(Task description) Emit an exact copy of the lines running from the start of the records to the line containing "# test: locate points for every instance of the primary", both included.

(Stored data entries)
=======
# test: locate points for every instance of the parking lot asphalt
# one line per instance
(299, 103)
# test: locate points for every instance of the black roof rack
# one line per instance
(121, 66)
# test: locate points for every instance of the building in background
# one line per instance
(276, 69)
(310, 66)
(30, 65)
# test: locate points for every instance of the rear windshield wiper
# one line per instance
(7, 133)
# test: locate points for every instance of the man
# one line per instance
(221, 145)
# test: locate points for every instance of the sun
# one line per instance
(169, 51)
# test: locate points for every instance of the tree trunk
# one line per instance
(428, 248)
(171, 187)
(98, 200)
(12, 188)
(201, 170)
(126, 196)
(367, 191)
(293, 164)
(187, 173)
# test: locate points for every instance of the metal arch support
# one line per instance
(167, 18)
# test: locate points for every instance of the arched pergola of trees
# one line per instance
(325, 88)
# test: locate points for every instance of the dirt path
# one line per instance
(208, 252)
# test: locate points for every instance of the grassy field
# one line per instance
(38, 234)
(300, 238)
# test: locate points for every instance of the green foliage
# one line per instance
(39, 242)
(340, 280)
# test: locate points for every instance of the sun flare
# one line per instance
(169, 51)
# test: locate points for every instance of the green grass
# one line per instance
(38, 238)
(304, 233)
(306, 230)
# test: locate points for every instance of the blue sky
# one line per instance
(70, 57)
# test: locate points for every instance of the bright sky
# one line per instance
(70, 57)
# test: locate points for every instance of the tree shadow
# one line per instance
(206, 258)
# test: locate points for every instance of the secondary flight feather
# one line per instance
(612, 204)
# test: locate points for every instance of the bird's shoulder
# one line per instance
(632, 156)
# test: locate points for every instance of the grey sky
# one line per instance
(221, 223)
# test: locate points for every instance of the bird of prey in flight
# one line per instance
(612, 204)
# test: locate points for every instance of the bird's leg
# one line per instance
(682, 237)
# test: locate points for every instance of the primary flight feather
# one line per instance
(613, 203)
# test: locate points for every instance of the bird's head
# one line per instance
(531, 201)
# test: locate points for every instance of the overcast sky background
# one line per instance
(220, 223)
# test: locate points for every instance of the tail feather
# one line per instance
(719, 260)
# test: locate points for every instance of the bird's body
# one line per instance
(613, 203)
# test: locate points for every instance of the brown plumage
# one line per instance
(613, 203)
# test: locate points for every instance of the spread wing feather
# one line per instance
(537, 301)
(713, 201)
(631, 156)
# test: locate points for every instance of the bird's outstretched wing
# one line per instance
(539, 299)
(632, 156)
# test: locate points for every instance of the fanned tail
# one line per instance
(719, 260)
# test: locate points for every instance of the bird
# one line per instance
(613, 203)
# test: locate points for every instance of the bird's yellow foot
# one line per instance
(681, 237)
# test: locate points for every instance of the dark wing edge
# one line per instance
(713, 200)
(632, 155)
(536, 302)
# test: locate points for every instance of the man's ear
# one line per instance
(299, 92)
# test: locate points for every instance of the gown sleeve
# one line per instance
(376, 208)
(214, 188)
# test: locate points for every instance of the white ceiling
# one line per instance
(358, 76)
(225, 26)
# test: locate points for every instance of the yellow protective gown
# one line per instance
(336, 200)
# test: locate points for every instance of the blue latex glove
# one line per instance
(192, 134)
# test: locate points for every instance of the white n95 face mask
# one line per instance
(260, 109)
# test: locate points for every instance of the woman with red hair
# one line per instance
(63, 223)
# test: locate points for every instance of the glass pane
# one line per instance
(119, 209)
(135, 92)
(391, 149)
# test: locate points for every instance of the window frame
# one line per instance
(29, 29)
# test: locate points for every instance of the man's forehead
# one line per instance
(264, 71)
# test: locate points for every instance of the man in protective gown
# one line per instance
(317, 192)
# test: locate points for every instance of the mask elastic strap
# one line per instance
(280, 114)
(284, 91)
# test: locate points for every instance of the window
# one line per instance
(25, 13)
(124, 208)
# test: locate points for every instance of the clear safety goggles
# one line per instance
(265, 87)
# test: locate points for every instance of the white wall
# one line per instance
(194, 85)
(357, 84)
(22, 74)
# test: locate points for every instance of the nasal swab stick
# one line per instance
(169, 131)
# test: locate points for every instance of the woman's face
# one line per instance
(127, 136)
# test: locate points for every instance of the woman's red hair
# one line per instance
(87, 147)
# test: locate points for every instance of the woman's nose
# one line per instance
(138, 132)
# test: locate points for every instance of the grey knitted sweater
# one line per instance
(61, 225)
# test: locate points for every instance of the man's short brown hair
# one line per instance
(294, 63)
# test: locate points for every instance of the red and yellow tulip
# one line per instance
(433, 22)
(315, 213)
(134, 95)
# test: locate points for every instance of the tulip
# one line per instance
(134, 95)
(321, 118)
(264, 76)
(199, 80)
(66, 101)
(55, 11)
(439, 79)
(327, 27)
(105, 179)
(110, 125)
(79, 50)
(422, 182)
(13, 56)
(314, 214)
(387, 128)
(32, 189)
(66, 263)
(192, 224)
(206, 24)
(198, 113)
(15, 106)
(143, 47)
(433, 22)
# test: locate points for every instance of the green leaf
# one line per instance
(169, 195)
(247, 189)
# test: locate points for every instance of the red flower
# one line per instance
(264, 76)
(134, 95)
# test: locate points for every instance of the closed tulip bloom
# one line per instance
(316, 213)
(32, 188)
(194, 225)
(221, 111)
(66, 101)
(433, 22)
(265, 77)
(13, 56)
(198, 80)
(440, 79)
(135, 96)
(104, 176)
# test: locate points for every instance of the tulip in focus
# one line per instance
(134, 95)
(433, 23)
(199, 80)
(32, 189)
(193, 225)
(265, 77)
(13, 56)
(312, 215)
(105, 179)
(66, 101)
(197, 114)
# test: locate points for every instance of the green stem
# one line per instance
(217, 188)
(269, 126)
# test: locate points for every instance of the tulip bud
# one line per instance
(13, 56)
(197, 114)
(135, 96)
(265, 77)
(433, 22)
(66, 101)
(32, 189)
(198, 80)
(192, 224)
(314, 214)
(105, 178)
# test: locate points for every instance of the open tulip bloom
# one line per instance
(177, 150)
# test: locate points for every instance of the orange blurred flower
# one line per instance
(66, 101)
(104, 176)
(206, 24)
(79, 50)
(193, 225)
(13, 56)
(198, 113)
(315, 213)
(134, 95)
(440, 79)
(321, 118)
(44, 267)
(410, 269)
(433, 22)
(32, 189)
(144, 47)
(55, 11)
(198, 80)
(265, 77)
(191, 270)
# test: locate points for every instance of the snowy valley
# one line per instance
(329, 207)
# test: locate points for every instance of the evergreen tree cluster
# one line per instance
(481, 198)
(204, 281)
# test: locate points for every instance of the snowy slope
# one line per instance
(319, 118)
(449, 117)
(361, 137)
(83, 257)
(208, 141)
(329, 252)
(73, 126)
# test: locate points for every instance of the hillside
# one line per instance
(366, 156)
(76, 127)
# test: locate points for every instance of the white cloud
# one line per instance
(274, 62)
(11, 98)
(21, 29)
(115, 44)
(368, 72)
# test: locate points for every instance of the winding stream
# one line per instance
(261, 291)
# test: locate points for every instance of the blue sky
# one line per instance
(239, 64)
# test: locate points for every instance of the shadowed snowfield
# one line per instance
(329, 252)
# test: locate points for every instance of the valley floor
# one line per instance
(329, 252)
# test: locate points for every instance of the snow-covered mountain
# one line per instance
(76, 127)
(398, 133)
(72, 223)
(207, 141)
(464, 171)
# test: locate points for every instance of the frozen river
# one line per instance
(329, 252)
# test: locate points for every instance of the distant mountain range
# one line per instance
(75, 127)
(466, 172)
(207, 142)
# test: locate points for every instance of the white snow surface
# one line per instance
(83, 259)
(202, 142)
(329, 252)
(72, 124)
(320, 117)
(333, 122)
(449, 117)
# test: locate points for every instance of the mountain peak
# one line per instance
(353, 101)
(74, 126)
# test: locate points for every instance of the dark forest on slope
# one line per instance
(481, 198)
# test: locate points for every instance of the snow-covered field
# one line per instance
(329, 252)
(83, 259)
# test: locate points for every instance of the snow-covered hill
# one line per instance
=======
(Answer section)
# test: locate points for every instance of the parking lot asphalt
# one line per instance
(299, 103)
# test: locate points for every instance of the black roof rack
# one line per instance
(121, 66)
# test: locate points for every instance of the building in background
# one line per instance
(276, 69)
(310, 66)
(30, 65)
# test: locate points for every instance of the rear windshield wiper
# one line per instance
(7, 133)
# test: locate points for every instance of the man
# one line per instance
(221, 145)
# test: locate points for every instance of the sun
# one line per instance
(169, 51)
# test: locate points for every instance of the tree trunk
# one line per instance
(428, 248)
(171, 187)
(98, 200)
(12, 188)
(201, 170)
(126, 196)
(367, 191)
(293, 164)
(187, 173)
# test: locate points for every instance of the metal arch support
# one line per instance
(167, 18)
# test: locate points for every instance of the arched pergola of trees
# one line per instance
(325, 88)
# test: locate points for every instance of the dirt path
# one line per instance
(208, 252)
# test: locate points for every instance of the grassy field
# one line per instance
(38, 234)
(300, 238)
# test: locate points for every instance of the green foliage
# one line per instance
(39, 242)
(340, 280)
# test: locate points for every instance of the sun flare
# one line per instance
(169, 51)
# test: locate points for every instance of the green grass
# one line per instance
(38, 238)
(304, 233)
(306, 230)
# test: locate points for every instance of the blue sky
# one line per instance
(70, 57)
# test: locate points for every instance of the bright sky
# one line per instance
(70, 57)
# test: locate points for every instance of the tree shadow
# one line per instance
(206, 258)
# test: locate points for every instance of the secondary flight feather
# one line per instance
(612, 204)
# test: locate points for every instance of the bird's shoulder
# one line per instance
(632, 156)
# test: locate points for every instance of the grey sky
# one line per instance
(221, 223)
# test: locate points for every instance of the bird of prey in flight
# one line per instance
(612, 204)
# test: locate points for every instance of the bird's leg
# one line per instance
(682, 237)
# test: locate points for every instance of the primary flight feather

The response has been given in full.